▸ **YOUR OBJECTIVE**: Quote the material below exactly, from the line with "subject: man's dress shoe" to the line with "[[[7,7],[23,8],[23,0],[0,0],[0,10]]]", including both of those lines.

----------

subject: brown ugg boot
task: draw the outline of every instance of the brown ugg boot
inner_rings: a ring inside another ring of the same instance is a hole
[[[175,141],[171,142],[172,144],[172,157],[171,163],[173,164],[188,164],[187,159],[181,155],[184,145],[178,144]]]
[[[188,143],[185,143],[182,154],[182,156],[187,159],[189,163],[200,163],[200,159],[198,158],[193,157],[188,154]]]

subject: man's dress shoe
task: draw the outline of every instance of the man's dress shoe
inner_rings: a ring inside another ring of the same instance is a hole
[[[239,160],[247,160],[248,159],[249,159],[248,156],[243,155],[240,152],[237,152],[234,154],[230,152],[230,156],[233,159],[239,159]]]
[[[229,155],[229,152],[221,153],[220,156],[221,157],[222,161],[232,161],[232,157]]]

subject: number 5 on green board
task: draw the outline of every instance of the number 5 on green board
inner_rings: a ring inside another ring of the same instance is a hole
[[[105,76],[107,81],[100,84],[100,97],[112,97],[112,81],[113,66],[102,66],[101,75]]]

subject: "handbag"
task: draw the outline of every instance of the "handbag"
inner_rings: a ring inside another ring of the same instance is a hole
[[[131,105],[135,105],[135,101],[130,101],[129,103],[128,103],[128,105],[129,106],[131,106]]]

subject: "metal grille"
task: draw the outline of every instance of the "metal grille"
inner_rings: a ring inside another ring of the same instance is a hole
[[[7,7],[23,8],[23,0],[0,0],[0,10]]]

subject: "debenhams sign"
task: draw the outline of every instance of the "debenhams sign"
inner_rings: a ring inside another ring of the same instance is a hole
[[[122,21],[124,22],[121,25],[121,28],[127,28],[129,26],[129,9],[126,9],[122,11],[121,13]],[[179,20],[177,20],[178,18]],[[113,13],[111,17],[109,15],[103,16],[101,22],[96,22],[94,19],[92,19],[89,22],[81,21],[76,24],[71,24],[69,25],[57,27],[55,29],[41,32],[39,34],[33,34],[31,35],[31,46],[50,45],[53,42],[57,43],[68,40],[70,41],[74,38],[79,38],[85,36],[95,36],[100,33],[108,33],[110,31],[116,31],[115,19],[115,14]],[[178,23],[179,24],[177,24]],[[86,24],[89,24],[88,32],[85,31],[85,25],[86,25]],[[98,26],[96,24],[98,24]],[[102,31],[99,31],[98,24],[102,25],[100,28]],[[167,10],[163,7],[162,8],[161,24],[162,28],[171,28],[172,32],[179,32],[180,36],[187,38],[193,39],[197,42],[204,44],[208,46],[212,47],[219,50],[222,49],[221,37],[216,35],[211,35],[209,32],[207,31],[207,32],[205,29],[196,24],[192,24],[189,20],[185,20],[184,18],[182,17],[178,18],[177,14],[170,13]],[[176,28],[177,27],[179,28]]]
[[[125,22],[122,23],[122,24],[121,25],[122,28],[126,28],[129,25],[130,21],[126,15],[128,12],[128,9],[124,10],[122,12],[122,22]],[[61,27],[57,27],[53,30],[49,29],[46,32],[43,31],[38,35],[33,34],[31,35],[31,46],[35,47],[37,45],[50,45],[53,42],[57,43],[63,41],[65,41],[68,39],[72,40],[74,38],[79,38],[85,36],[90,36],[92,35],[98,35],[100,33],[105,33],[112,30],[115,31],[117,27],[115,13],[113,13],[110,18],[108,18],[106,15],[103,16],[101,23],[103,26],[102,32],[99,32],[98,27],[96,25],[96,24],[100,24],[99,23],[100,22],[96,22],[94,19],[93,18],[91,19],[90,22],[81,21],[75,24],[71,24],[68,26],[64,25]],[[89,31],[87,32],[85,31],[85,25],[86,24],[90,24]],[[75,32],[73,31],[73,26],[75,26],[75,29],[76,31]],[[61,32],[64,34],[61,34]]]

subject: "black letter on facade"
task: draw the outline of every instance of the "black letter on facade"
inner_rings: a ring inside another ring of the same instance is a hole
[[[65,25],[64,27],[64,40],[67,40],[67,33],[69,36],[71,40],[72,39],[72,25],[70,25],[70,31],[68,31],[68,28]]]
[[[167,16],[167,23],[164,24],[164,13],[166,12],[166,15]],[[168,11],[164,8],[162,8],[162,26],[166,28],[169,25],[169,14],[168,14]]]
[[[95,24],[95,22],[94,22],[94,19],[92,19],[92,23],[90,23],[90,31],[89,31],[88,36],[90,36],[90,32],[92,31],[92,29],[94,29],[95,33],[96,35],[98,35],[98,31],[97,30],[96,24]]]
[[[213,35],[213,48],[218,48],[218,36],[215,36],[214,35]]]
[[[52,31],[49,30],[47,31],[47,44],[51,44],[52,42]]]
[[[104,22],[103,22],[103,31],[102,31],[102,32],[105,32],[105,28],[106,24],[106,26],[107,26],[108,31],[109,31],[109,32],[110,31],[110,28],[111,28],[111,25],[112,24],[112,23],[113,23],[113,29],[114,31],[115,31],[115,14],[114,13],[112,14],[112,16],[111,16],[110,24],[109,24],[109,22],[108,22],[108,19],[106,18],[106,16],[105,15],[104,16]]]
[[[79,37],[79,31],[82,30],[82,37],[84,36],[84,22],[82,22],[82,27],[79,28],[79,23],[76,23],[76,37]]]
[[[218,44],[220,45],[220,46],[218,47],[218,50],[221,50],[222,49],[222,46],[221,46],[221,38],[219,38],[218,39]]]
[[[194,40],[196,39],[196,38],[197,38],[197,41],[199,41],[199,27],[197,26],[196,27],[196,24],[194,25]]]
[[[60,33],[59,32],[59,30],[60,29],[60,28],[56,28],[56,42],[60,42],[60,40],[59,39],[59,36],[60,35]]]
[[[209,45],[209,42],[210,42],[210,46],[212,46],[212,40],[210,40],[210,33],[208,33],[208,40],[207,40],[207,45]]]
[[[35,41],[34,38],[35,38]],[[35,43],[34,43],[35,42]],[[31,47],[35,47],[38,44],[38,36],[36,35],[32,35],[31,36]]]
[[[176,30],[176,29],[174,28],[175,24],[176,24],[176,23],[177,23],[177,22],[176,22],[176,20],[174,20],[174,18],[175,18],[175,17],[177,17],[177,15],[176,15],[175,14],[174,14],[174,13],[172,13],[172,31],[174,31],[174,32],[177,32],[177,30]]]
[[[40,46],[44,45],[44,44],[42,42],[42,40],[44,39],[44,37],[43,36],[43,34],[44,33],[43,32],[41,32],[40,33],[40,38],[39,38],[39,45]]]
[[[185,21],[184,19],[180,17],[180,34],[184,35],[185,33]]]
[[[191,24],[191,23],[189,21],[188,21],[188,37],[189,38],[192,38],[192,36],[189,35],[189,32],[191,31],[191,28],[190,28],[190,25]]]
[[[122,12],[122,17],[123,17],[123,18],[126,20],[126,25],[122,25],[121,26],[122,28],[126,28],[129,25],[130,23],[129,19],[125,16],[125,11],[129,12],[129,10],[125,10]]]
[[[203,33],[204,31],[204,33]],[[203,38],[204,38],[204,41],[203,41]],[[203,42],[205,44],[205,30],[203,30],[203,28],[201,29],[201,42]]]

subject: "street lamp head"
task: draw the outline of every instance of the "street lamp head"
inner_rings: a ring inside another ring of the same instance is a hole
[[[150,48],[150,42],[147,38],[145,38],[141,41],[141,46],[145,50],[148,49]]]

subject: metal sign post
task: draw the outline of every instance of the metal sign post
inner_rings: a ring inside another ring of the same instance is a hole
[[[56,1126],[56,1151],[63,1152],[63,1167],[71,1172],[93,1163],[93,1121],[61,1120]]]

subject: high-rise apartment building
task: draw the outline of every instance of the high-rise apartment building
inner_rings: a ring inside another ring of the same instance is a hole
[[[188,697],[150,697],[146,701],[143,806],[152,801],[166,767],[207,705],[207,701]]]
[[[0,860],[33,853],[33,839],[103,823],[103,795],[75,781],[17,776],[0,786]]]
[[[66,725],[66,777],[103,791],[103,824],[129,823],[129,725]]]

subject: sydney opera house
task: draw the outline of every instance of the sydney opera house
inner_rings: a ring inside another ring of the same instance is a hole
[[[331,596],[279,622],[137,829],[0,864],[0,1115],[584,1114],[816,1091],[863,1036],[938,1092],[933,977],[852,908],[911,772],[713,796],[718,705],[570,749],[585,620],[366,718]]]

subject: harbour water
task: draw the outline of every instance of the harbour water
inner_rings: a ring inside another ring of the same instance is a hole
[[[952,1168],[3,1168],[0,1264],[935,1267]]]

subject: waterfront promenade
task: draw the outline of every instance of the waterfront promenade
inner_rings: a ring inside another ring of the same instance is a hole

----------

▸ **WRITTEN SOLUTION**:
subject: man's dress shoe
task: draw the outline of every instance of the man's dress shoe
inner_rings: a ring inside another ring of the same instance is a hole
[[[239,160],[247,160],[248,159],[249,159],[248,156],[243,155],[240,152],[237,152],[234,154],[230,152],[230,156],[233,159],[239,159]]]
[[[229,155],[229,152],[221,153],[220,156],[221,157],[222,161],[232,161],[232,157]]]

subject: number 5 on green board
task: draw the outline of every instance of the number 5 on green board
inner_rings: a ring inside another ring of the same instance is a hole
[[[105,76],[107,81],[100,84],[100,97],[112,97],[112,81],[113,66],[102,66],[101,75]]]

subject: "handbag"
task: draw the outline of every instance of the "handbag"
inner_rings: a ring inside another ring of the same instance is a hole
[[[131,105],[135,105],[135,101],[130,101],[129,103],[128,103],[128,105],[129,106],[131,106]]]

subject: "metal grille"
task: draw the outline of every instance of the "metal grille"
inner_rings: a ring inside another ring of the same instance is a hole
[[[7,7],[23,8],[23,0],[0,0],[0,10]]]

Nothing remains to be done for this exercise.